◆ INSTRUCTIONS TO FOLLOW ◆
Rewrite the lines below as a JSON list of strings, one string per line, with blank lines dropped and the pictures left out.

◆ INFORMATION GIVEN ◆
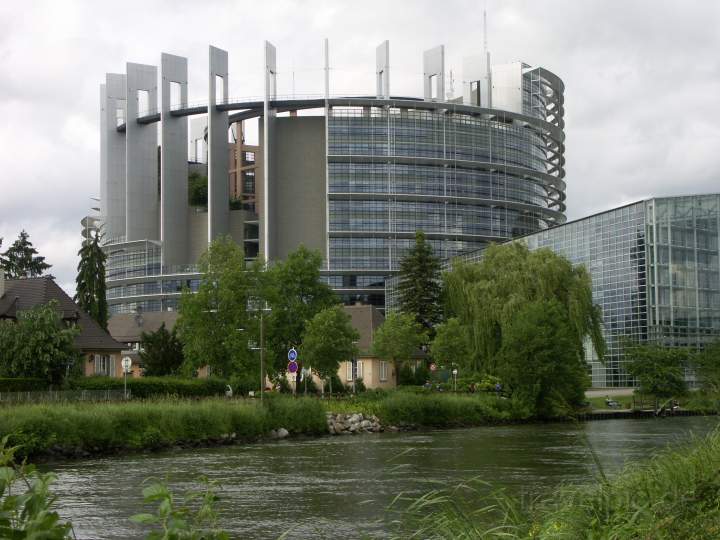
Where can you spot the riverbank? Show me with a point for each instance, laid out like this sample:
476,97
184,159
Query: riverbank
674,494
75,430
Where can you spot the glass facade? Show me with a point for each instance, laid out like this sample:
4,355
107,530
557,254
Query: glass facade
655,273
463,179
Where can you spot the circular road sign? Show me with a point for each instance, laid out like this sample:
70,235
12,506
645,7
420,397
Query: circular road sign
127,364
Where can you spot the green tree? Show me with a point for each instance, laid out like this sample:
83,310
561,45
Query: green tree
215,324
161,353
295,294
329,339
451,343
541,364
706,364
21,259
398,339
90,281
486,297
659,371
39,345
419,287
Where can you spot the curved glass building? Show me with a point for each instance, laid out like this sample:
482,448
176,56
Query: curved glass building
351,176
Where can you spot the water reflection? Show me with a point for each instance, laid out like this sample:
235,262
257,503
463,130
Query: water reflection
338,487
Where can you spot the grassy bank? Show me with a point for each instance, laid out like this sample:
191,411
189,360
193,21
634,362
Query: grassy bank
676,494
402,408
81,429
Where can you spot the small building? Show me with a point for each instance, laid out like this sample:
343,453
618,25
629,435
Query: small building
101,353
374,372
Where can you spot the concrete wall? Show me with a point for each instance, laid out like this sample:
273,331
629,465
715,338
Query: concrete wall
173,164
112,156
218,167
297,185
142,219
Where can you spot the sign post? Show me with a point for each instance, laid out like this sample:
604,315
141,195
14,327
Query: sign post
126,364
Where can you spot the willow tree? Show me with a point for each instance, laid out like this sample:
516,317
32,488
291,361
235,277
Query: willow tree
488,295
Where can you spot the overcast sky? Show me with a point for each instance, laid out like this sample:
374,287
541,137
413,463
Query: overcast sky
642,84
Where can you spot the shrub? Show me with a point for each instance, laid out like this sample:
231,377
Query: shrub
23,384
146,387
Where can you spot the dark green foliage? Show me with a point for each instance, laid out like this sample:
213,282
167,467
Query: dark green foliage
295,294
179,517
90,281
405,375
706,364
21,259
197,189
26,504
660,371
398,339
154,424
161,352
328,339
148,387
419,288
541,362
486,296
452,344
215,324
23,384
37,345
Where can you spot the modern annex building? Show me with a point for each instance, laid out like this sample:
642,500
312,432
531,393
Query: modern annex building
655,273
351,176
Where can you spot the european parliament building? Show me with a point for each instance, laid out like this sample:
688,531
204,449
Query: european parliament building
351,176
655,273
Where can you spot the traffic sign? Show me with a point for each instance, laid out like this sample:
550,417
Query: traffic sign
127,364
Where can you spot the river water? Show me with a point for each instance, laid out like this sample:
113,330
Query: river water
338,487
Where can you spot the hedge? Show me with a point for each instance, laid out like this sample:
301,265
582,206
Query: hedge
145,387
23,384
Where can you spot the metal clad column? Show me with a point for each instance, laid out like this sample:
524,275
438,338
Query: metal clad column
268,118
434,68
173,162
218,167
382,69
112,156
141,157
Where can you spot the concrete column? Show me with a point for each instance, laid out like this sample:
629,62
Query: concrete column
434,72
173,162
268,120
141,157
218,163
112,155
382,69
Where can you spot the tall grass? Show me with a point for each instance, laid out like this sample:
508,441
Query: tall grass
100,428
674,495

◆ TASK RESPONSE ◆
[
  "Where can you spot the riverbank? Show me with a point for each instance, laid out like this sample:",
  "476,97",
  "184,159",
  "Query: riverbank",
  "674,494",
  "75,430",
  "Where can you spot the glass facade? Show me with a point for each instance, laid out like this sample:",
  "4,355",
  "107,530",
  "557,254",
  "Query: glass facade",
  "655,273",
  "463,179",
  "Where can you spot the circular road sign? Show me with a point for each instance, laid out like this sample:",
  "70,235",
  "12,506",
  "645,7",
  "420,397",
  "Query: circular road sign",
  "127,364",
  "Where can you spot the green tree? Show me with a point for each instance, laid out like this sample:",
  "83,310",
  "561,45",
  "Query: green tree",
  "215,324",
  "161,353",
  "295,294",
  "329,339",
  "451,343",
  "541,364",
  "706,364",
  "21,259",
  "398,339",
  "90,281",
  "486,297",
  "659,371",
  "39,345",
  "419,287",
  "Where can you spot the curved glass building? Show me with a point for each instance, laid out like this sample:",
  "482,448",
  "176,56",
  "Query: curved glass building",
  "351,176",
  "Where can you spot the water reflection? Show me with a point for each instance, laid out like this sample:",
  "235,262",
  "257,503",
  "463,130",
  "Query: water reflection",
  "338,487",
  "Where can you spot the grassy bank? Show me with a point for each instance, laid out like this sample:",
  "191,411",
  "189,360",
  "193,21",
  "634,362",
  "Query: grassy bank",
  "676,494",
  "402,408",
  "81,429",
  "Where can you spot the small building? Show me with a point for each instance, laid out like this sample:",
  "343,453",
  "618,25",
  "629,435",
  "Query: small building",
  "101,353",
  "374,372",
  "Where can you spot the concrete wall? Show me with a point for each instance, laid out like this sample:",
  "273,331",
  "629,465",
  "715,338",
  "Query: concrete wall",
  "173,164",
  "112,156",
  "218,167",
  "297,185",
  "142,219",
  "Where can you spot the sign post? Show me with a point for each instance, laid out like this sample:",
  "604,315",
  "141,195",
  "14,327",
  "Query: sign post",
  "126,364",
  "Where can you spot the willow tree? Show me with a point for each instance, laid out like this sample:",
  "516,317",
  "32,488",
  "291,361",
  "235,277",
  "Query: willow tree",
  "488,295",
  "Where can you spot the overcast sky? Show me with a point for each instance, laid out like this sample:",
  "374,287",
  "541,137",
  "413,463",
  "Query: overcast sky",
  "642,84",
  "Where can you spot the shrub? Show me with a point for each instance, laid out like this sample:",
  "231,377",
  "Query: shrub",
  "23,384",
  "146,387",
  "Where can you spot the dark green foliage? Show me with a point for each instance, laid out like this sample:",
  "213,282",
  "167,467",
  "Query: dark green foliage",
  "295,294",
  "179,517",
  "90,281",
  "405,375",
  "706,364",
  "21,259",
  "197,189",
  "26,504",
  "660,371",
  "398,339",
  "154,424",
  "161,352",
  "328,339",
  "148,387",
  "419,288",
  "541,362",
  "486,296",
  "452,344",
  "215,324",
  "23,384",
  "37,345",
  "Where can you spot the modern annex building? Show me with a point for each instance, laid out like this sample:",
  "642,500",
  "312,432",
  "531,393",
  "Query: modern annex building",
  "655,273",
  "351,176",
  "Where can you spot the european parliament building? Show me with a point for each instance, laid out like this sample:",
  "688,531",
  "204,449",
  "Query: european parliament building",
  "351,176",
  "655,273",
  "Where can you spot the traffic sign? Show me with a point for each instance, laid out like this sample:",
  "550,417",
  "Query: traffic sign",
  "127,364",
  "Where can you spot the river water? Show me with a point for each instance, laid out like this sample:",
  "113,330",
  "Query: river water",
  "338,487",
  "Where can you spot the hedge? Show me with a point for each instance, laid out like this sample:",
  "301,265",
  "582,206",
  "Query: hedge",
  "145,387",
  "23,384",
  "Where can you spot the metal clad column? Show me with a point for each instance, laid out like this sample:",
  "524,275",
  "438,338",
  "Query: metal clad column",
  "268,118",
  "434,68",
  "173,162",
  "218,167",
  "382,69",
  "112,156",
  "141,157",
  "Where can you spot the concrete column? Show me with a point for each instance, laid out like this sample:",
  "629,62",
  "Query: concrete column",
  "434,72",
  "173,162",
  "268,120",
  "141,157",
  "218,163",
  "112,155",
  "382,69",
  "Where can you spot the tall grass? Show me with a point for each instance, laid out like this sample:",
  "508,441",
  "Query: tall grass",
  "100,428",
  "674,495"
]